**YOUR ASSIGNMENT:**
Count how many lines of the data include the string "white", then say that number and stop.
INFORMATION SUPPLIED below:
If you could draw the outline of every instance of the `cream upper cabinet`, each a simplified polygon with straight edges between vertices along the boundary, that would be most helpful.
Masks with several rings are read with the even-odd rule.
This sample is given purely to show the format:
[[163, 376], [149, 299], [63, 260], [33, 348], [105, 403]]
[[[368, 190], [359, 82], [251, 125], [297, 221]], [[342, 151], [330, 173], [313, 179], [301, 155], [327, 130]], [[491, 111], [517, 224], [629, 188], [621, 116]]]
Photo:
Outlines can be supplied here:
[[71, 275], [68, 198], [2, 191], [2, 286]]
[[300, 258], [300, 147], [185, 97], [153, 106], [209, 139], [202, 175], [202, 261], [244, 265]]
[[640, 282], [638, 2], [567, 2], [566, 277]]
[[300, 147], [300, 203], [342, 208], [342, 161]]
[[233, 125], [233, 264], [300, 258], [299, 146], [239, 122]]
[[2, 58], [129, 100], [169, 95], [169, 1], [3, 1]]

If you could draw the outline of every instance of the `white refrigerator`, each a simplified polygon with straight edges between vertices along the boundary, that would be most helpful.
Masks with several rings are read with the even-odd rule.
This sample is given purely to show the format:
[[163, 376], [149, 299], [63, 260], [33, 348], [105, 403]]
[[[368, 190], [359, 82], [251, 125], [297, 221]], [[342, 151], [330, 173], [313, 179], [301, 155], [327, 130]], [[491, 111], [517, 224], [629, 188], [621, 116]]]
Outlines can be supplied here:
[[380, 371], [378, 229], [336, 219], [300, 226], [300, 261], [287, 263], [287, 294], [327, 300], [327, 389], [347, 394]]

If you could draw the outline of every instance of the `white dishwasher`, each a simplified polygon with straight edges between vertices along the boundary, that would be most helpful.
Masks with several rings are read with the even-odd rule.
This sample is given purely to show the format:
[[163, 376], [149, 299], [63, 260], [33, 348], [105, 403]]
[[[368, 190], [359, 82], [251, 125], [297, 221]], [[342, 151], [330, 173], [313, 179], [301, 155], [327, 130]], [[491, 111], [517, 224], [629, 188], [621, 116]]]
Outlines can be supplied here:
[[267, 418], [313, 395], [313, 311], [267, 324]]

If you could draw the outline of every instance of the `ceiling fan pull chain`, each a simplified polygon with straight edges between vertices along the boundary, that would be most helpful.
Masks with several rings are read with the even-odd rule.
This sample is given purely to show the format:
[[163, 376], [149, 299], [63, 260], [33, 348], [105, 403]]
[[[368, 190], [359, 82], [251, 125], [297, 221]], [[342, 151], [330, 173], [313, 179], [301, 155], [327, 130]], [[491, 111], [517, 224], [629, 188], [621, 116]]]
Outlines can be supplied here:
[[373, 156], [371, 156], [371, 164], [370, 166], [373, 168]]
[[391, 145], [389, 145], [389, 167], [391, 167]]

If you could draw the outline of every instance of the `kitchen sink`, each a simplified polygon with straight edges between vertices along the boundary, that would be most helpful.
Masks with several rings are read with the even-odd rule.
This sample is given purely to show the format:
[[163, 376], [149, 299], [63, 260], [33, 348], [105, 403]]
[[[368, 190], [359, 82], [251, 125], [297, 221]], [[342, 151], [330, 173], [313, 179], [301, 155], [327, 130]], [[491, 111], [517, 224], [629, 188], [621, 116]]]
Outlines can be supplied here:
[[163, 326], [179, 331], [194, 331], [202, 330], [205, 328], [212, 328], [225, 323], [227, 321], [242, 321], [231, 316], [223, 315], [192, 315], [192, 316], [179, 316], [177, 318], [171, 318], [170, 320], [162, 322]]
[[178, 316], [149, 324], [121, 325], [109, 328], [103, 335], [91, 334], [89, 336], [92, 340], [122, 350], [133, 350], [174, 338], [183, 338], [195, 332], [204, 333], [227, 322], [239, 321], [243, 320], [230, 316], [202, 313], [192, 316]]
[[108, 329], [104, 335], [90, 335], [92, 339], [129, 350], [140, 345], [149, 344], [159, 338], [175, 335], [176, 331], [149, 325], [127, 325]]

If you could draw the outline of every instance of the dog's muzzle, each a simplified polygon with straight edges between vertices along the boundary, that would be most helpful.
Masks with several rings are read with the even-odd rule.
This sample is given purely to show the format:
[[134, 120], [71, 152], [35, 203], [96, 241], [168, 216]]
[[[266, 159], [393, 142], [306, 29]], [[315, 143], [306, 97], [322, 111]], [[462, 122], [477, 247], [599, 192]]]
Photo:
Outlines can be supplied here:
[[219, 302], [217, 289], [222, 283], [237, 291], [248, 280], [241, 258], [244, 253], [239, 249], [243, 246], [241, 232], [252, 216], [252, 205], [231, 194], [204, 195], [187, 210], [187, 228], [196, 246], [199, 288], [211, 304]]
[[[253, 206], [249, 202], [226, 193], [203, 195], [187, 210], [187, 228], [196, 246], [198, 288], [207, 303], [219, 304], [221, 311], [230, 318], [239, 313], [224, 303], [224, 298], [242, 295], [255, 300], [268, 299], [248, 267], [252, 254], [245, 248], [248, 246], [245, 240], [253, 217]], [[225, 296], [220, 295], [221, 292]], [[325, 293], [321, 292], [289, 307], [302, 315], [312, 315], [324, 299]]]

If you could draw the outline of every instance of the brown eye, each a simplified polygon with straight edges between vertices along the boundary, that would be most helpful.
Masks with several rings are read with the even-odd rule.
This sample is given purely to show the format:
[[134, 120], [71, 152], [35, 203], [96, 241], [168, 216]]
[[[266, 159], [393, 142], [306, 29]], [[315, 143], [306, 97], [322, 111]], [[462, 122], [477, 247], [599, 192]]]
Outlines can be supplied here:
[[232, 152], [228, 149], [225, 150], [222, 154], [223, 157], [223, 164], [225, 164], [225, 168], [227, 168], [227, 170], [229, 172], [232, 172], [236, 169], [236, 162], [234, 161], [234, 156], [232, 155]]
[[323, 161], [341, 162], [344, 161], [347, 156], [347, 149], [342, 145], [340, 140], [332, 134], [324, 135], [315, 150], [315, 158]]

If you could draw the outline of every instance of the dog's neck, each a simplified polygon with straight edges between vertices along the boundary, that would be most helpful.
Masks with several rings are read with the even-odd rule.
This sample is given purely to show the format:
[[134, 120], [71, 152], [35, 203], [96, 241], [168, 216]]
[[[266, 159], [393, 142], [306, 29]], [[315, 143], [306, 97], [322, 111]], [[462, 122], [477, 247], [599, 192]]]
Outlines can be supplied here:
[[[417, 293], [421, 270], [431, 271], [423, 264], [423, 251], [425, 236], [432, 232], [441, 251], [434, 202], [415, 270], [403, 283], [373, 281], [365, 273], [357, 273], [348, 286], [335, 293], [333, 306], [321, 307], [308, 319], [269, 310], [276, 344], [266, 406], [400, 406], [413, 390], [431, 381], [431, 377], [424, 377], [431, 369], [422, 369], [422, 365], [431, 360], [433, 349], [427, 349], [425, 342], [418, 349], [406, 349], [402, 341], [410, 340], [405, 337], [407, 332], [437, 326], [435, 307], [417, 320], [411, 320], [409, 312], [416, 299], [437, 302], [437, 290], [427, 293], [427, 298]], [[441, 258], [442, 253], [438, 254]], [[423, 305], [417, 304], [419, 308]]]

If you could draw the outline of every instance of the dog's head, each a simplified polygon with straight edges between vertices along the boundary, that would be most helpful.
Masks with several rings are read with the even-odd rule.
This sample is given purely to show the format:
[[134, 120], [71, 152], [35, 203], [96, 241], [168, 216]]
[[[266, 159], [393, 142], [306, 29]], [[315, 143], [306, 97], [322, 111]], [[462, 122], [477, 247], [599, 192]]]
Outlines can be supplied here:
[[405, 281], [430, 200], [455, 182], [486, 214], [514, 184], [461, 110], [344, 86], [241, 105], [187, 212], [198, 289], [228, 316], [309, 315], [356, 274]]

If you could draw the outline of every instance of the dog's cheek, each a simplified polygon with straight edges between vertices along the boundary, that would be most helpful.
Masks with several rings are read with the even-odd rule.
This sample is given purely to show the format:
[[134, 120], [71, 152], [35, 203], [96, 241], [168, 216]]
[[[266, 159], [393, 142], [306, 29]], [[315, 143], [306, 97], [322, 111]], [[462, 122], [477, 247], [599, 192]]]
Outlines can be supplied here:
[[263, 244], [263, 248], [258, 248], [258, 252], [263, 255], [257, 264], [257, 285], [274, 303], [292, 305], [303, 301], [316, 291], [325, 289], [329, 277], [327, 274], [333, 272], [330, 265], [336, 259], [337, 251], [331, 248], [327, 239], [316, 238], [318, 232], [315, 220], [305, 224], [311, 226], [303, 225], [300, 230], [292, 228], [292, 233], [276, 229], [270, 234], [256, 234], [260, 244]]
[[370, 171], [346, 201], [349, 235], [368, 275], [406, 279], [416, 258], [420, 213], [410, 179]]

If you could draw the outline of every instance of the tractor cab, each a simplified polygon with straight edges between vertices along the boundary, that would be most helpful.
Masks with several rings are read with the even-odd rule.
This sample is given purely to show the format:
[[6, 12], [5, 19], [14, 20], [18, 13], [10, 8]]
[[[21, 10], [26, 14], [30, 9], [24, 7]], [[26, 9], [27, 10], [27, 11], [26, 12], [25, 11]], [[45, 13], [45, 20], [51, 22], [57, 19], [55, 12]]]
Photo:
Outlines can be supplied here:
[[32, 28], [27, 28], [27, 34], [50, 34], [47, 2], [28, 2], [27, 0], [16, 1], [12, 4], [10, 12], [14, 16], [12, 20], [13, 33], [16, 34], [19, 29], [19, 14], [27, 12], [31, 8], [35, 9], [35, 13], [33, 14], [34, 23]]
End of INFORMATION SUPPLIED.
**RESPONSE BOX:**
2